[Directions] List every remark that appears inside parentheses in the passage below about magic societies and ruling artifacts.

Without such a monster plague to shake up the status-quo, could a magic society ever get to a continental level? With ruling families controlling powerful artifacts, uprisings are easy to strike down but large areas of influence are hard. You can't really give a representative a powerful, irreplaceable weapon and expect them to continue to obey you without question. They have leverage and eventually, a representative will try to leverage that into a land of their own. On the other hand, it is very hard to control peasants without a powerful deterrent, if you have come to rely on it. Suddenly training a military capable of holding a region in check is costly and requires logistics that are a step above regular govern-a-few-dozen-peasant logistics. This would deter would-be conquerors since it would take a lot of effort, which most despots try to avoid.
(my conjecture)
Such a situation looks like it would stall in a constant cycle of rise and fall of lineages fueled by a few handful artifacts collecting dust as a deterrent until the current owner gets overthrown or the line dies out every couple of centuries (or decades). Since there would no trade, rulers would be content with every pair of hands working the fields barely providing for themselves and providing royally for their liege. Long distance travel would be non-existent except for the few travelers brave and stupid enough, wielding some bio artifact powerful enough to protect themselves and weak enough to not get confiscated on arrival at a castle (bored greedy kings are usually looking to increase their amount of dust-collectors).

[Recorded information]

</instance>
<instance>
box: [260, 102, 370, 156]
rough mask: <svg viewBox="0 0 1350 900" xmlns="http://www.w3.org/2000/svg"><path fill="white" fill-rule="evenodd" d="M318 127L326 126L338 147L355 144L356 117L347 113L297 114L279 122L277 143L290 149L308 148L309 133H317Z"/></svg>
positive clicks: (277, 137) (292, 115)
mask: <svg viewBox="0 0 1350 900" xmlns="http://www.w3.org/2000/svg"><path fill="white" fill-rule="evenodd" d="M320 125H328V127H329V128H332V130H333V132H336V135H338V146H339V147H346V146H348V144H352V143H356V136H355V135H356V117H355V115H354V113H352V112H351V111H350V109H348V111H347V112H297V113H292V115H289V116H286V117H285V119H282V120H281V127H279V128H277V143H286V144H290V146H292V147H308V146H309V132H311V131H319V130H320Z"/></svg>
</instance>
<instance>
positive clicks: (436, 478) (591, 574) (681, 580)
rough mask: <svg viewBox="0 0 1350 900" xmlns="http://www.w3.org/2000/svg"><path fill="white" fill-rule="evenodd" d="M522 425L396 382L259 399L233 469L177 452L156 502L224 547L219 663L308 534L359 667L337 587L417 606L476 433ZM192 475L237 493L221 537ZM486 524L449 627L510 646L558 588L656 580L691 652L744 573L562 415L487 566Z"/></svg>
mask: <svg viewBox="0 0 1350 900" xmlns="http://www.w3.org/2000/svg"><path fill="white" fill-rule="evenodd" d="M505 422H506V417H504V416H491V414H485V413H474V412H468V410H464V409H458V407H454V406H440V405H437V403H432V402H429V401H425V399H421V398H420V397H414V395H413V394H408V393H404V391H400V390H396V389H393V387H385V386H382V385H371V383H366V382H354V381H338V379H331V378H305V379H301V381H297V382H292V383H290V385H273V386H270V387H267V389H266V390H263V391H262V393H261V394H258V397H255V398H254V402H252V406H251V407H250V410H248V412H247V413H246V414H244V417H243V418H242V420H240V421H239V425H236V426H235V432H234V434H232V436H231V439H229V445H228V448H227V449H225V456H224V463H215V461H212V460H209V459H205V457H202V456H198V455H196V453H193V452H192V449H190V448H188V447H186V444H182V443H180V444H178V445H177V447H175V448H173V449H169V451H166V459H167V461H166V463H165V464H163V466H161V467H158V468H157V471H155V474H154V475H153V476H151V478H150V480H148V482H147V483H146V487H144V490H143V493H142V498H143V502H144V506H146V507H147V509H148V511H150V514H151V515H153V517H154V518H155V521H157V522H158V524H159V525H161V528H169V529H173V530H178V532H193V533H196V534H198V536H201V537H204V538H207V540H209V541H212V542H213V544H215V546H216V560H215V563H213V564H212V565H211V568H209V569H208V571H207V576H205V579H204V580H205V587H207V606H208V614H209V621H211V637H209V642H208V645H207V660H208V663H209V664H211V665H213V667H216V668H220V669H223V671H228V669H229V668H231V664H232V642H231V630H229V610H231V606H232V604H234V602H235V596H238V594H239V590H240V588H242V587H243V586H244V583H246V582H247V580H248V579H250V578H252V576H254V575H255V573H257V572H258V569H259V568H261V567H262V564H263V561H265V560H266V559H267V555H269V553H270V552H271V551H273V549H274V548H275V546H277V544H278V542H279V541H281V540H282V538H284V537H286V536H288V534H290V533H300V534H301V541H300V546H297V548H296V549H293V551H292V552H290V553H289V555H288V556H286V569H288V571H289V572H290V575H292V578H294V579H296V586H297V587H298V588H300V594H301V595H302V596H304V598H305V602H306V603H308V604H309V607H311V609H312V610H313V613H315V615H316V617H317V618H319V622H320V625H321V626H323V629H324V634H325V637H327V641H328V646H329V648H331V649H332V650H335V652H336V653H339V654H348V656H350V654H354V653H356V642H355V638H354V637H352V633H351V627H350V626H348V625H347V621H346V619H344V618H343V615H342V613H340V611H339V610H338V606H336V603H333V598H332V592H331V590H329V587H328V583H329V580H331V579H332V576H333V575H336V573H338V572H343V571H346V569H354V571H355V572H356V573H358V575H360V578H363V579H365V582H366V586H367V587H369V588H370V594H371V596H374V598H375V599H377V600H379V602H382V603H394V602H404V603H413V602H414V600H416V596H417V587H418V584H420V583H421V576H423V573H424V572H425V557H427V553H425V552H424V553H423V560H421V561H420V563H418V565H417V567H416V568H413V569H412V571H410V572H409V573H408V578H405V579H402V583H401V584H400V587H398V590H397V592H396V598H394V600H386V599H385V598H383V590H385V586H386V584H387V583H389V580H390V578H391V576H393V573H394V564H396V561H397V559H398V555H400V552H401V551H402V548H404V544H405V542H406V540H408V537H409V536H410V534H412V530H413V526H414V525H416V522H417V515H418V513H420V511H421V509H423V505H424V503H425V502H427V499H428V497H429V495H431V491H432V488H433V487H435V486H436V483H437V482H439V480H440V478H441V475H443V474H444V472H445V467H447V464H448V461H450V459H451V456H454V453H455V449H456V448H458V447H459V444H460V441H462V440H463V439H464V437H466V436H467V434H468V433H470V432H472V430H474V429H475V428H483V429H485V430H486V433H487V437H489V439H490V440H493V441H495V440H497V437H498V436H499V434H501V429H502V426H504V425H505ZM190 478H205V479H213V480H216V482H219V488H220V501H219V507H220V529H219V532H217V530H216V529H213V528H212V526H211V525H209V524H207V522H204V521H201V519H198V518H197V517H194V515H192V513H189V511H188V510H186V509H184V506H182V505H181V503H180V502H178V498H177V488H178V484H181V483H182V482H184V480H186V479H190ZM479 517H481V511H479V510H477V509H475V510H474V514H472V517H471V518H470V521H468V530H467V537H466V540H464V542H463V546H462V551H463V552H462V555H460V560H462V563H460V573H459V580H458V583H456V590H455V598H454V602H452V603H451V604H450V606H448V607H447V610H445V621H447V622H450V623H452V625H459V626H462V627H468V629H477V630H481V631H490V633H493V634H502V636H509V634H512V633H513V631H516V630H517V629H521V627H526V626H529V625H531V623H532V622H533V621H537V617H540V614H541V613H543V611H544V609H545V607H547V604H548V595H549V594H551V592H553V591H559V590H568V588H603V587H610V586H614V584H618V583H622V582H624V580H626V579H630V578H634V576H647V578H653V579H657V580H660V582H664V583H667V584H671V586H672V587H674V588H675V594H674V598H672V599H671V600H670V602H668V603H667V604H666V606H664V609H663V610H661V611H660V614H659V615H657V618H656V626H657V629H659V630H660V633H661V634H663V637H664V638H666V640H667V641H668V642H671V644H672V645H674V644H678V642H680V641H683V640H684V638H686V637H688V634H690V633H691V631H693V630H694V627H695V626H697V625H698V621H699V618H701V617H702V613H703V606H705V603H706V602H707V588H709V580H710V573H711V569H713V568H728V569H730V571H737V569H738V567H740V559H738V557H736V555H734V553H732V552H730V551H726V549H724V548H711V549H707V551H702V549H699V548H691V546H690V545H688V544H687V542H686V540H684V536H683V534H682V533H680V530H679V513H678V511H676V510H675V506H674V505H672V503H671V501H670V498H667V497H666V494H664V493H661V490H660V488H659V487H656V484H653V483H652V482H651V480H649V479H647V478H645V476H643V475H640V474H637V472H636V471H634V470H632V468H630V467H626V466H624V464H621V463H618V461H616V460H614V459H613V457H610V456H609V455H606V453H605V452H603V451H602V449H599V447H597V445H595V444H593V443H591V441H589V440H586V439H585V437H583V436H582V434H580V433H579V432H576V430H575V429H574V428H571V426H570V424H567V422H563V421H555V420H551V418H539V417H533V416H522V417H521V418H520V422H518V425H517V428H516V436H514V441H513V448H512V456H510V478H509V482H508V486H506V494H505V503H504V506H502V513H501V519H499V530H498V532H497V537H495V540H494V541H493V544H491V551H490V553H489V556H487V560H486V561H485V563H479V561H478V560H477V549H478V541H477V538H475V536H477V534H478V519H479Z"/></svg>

[Written response]
- my conjecture
- or decades
- bored greedy kings are usually looking to increase their amount of dust-collectors